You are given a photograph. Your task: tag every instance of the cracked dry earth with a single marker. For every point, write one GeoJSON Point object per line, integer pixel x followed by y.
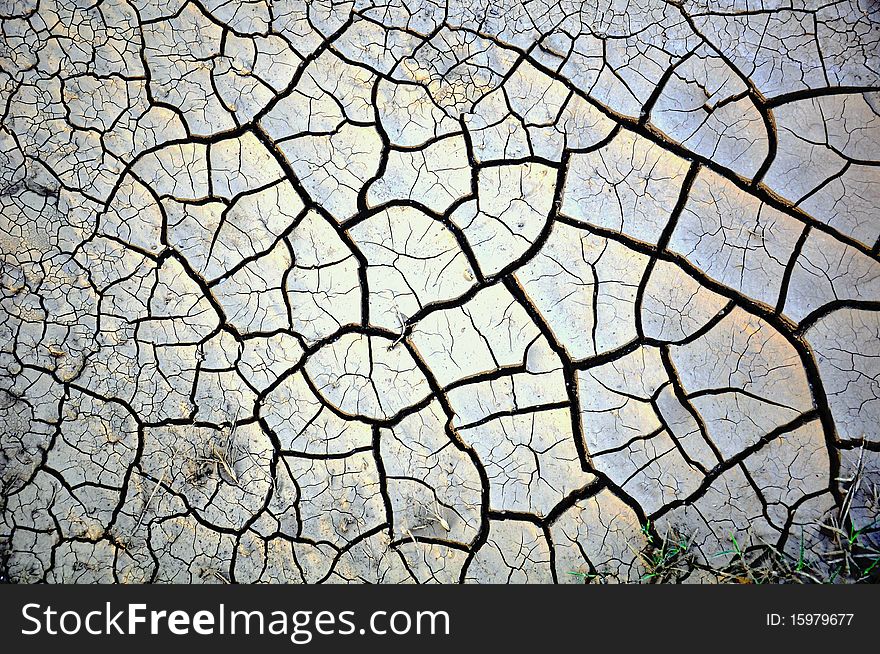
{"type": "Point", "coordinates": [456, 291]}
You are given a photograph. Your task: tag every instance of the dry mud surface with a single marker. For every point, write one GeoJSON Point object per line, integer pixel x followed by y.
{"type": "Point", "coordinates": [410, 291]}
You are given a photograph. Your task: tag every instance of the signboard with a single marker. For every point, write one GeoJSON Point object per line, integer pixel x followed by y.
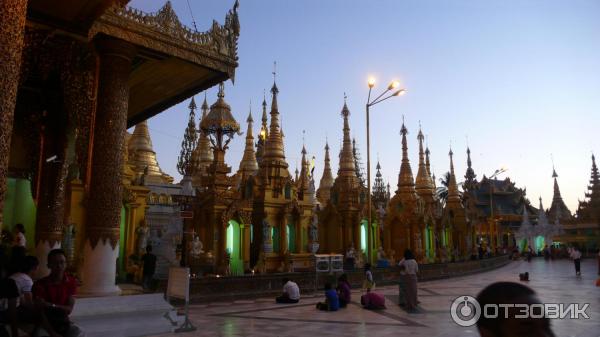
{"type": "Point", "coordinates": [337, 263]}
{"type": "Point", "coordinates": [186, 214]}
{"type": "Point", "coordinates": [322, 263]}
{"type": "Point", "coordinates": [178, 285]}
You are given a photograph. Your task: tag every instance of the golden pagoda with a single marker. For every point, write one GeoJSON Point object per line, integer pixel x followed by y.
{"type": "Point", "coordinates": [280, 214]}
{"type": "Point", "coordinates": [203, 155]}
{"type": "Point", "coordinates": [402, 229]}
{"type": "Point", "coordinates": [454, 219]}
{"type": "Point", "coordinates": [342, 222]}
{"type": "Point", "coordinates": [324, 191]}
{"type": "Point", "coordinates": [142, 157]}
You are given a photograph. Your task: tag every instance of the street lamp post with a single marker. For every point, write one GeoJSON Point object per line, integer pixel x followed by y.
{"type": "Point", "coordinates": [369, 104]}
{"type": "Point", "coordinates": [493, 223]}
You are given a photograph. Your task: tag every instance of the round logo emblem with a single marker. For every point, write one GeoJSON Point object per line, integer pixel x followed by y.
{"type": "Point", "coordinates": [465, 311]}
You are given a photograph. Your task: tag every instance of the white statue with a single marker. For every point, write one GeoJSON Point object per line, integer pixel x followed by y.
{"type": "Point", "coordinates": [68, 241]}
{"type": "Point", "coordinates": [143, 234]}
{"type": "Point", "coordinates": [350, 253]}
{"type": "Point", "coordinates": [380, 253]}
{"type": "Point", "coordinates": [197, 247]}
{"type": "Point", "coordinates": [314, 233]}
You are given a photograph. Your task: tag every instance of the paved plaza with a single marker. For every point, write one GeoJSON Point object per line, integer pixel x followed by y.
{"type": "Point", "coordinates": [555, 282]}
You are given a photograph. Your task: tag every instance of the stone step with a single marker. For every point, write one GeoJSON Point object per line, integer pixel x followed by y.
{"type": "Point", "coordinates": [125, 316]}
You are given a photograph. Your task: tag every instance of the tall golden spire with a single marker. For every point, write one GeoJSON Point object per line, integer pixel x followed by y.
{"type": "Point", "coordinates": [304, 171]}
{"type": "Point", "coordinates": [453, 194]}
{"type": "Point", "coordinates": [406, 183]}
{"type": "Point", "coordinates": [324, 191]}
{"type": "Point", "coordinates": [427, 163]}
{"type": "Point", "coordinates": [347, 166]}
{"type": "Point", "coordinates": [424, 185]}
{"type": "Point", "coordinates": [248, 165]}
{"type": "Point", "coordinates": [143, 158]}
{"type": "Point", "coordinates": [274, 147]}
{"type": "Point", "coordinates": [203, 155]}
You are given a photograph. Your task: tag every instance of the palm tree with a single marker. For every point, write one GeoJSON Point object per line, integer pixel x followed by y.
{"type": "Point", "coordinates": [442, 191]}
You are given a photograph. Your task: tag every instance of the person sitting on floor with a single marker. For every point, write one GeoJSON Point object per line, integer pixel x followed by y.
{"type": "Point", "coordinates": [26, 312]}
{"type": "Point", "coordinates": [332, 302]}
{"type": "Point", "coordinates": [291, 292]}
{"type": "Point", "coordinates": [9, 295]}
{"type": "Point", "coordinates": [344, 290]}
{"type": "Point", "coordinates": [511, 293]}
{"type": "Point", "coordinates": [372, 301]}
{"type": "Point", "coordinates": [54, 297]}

WHAT NEEDS TO BE DONE >> The whole listing should be transcribed exactly, though its pictures must be left out.

WRITTEN ANSWER >>
You are given a photograph. Your task: tag every instance of the cracked dry earth with a single marker. For every point, write one GeoJSON Point object per line, integer pixel x followed by y.
{"type": "Point", "coordinates": [456, 291]}
You are given a photograph. Your task: tag every instance of the dry mud surface with a single marker. For every point, write one GeoJSON Point object per line, integer pixel x followed by y.
{"type": "Point", "coordinates": [410, 291]}
You are given a photograph. Your task: tag every instance of the signboard with a single marker. For every point, write one GeoJSON Point object per line, integer pixel x followed by y.
{"type": "Point", "coordinates": [337, 263]}
{"type": "Point", "coordinates": [186, 214]}
{"type": "Point", "coordinates": [322, 263]}
{"type": "Point", "coordinates": [178, 285]}
You are given a photograph. Your task: tag every instance of the golden pagoda with a single marker. For every point, write one GeoJSON Point object per line, integer pixel x followed by y.
{"type": "Point", "coordinates": [280, 214]}
{"type": "Point", "coordinates": [203, 155]}
{"type": "Point", "coordinates": [402, 229]}
{"type": "Point", "coordinates": [454, 219]}
{"type": "Point", "coordinates": [342, 222]}
{"type": "Point", "coordinates": [324, 191]}
{"type": "Point", "coordinates": [142, 157]}
You are given a photograph. Your task: tag every instance of the street lamp post with a single marker. For every point, write one GeoJSON Point object per line, integer pixel x followed by y.
{"type": "Point", "coordinates": [369, 104]}
{"type": "Point", "coordinates": [493, 223]}
You are given a photograph. Your task: tag every instance of the round logo emblem with a single marker. For every point, write one GeoJSON Point object per line, integer pixel x followed by y.
{"type": "Point", "coordinates": [465, 311]}
You are given a photograph. Your task: tag every instance of the white statue with a single marker. For every point, write one GeoJSON Point object per line, integer pixel x followed by y.
{"type": "Point", "coordinates": [68, 241]}
{"type": "Point", "coordinates": [143, 234]}
{"type": "Point", "coordinates": [350, 253]}
{"type": "Point", "coordinates": [380, 253]}
{"type": "Point", "coordinates": [197, 247]}
{"type": "Point", "coordinates": [314, 233]}
You are given a photograph. Your task: tag every instance of the paved plaza with a single marker. For every point, write one GeoJSON Point object per line, integer pixel x followed by y.
{"type": "Point", "coordinates": [555, 282]}
You are given a photograph. Your task: tag every instance of the stone step with a single marker. For every point, write one GeoJSON Point object per line, integer pixel x followed by y.
{"type": "Point", "coordinates": [125, 316]}
You are given a photograph. Your task: tag every instance of the tall golden spire with a single marker. For every point, write one GeoJSON Point object per line, integer pixel x followed by y.
{"type": "Point", "coordinates": [304, 171]}
{"type": "Point", "coordinates": [453, 194]}
{"type": "Point", "coordinates": [406, 183]}
{"type": "Point", "coordinates": [324, 191]}
{"type": "Point", "coordinates": [427, 163]}
{"type": "Point", "coordinates": [347, 166]}
{"type": "Point", "coordinates": [424, 185]}
{"type": "Point", "coordinates": [248, 165]}
{"type": "Point", "coordinates": [143, 158]}
{"type": "Point", "coordinates": [274, 147]}
{"type": "Point", "coordinates": [203, 155]}
You are given a photograph. Your task: tag every instance of the palm tree with a single marker. For every point, write one GeoJSON Point object per line, integer pixel x followed by y.
{"type": "Point", "coordinates": [442, 191]}
You are given a photograph. Your task: tag every instance of the person sitting on floor with a single marker. For every point, write one GeoJSON Point object per line, integer pixel x followed by y.
{"type": "Point", "coordinates": [26, 312]}
{"type": "Point", "coordinates": [332, 302]}
{"type": "Point", "coordinates": [291, 292]}
{"type": "Point", "coordinates": [9, 295]}
{"type": "Point", "coordinates": [344, 290]}
{"type": "Point", "coordinates": [511, 293]}
{"type": "Point", "coordinates": [372, 301]}
{"type": "Point", "coordinates": [54, 297]}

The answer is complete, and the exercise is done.